MIKE WATSON IMAGES
MIKE WATSON IMAGES Credit: MIKE WATSON IMAGES

Ruby Rodgers passed along the Fox news report that accurately states that the 2009 Swine Flu (H1N1) killed an estimated 100,000 to 575,000 people, but she neglects to point out that that was the worldwide number and that very fact clearly shows how bad the U.S. response to the current pandemic has been compared with the 2009 response. The U.S. deaths from H1N1 in 2009 were about 12,000 over the course of one year and that was including the second wave.

Currently the U.S. has almost 160,000 deaths from COVID-19 and we aren’t even out of the first wave. Worldwide the COVID-19 deaths are around 692,000. This means that (using the H1N1 worldwide average of 337,500) the American deaths counted for 3.5% of total deaths for the H1N1, but that we currently stand at 23% of world wide deaths from the COVID-19. 23%!

If this isn’t an indication of how poor Trump’s handling of this crisis is, and continues to be, I don’t know what is.

+++++

» **PROBLEMS AND TASKS**
1. Please list every death figure in the letter on pandemic deaths, noting what each one counts.
2. Using the letter on pandemic deaths, explain in one to three sentences why the writer considers the U.S. handling of COVID-19 worse than its 2009 response.

+++++

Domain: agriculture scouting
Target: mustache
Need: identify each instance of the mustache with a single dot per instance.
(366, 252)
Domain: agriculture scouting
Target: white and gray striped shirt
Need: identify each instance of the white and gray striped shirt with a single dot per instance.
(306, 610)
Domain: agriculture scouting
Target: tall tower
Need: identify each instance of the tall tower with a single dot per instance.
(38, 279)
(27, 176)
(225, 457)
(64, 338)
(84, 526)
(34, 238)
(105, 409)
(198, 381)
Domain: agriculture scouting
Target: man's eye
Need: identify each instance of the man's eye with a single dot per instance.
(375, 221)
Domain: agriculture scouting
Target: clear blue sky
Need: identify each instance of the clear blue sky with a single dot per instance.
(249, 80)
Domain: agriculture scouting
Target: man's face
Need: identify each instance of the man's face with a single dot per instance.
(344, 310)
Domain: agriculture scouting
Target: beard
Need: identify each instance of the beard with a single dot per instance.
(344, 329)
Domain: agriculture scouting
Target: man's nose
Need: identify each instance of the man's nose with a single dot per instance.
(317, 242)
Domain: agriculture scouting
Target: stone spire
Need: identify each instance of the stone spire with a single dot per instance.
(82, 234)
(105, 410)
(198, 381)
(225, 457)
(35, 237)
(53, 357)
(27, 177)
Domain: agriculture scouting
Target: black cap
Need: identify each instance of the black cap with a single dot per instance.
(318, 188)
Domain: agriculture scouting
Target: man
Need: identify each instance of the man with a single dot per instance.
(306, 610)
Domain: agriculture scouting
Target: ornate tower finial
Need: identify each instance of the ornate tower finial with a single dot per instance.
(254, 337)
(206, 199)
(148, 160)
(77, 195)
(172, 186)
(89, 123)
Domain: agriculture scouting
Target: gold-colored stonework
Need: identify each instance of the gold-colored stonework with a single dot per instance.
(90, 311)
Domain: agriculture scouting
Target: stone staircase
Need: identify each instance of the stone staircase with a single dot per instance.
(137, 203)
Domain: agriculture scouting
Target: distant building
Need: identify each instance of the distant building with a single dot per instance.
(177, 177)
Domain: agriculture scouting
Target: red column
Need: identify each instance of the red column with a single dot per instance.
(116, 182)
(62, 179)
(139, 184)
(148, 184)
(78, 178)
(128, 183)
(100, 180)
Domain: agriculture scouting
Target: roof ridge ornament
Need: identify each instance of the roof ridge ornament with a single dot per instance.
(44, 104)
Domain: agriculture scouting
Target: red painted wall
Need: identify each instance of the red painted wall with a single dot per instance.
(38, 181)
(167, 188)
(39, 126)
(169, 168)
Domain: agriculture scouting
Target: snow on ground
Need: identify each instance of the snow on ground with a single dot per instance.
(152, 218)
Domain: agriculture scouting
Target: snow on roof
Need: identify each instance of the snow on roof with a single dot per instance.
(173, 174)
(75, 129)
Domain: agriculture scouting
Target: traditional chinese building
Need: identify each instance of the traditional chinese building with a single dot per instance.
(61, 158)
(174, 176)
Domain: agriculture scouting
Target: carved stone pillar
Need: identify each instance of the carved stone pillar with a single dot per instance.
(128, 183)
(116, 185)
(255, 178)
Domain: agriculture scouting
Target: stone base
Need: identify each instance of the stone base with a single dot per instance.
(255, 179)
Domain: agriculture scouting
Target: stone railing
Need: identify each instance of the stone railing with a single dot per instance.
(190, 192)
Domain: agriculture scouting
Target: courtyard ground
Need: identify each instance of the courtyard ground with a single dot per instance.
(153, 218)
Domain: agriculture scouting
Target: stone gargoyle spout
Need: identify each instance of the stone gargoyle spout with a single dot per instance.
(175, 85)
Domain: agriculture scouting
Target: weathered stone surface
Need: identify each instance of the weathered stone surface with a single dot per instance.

+++++

» **ANSWERS FOR EACH ITEM**
1.
100,000 to 575,000: estimated worldwide deaths from the 2009 Swine Flu (H1N1)
About 12,000: U.S. deaths from H1N1 in 2009, over one year, including the second wave
Almost 160,000: current U.S. deaths from COVID-19
Around 692,000: current worldwide deaths from COVID-19
337,500: the H1N1 worldwide average used for the comparison

2. In 2009, U.S. deaths made up only 3.5% of worldwide H1N1 deaths, based on the 337,500 average. The almost 160,000 U.S. COVID-19 deaths, however, are 23% of the roughly 692,000 worldwide, and the U.S. is not yet out of the first wave.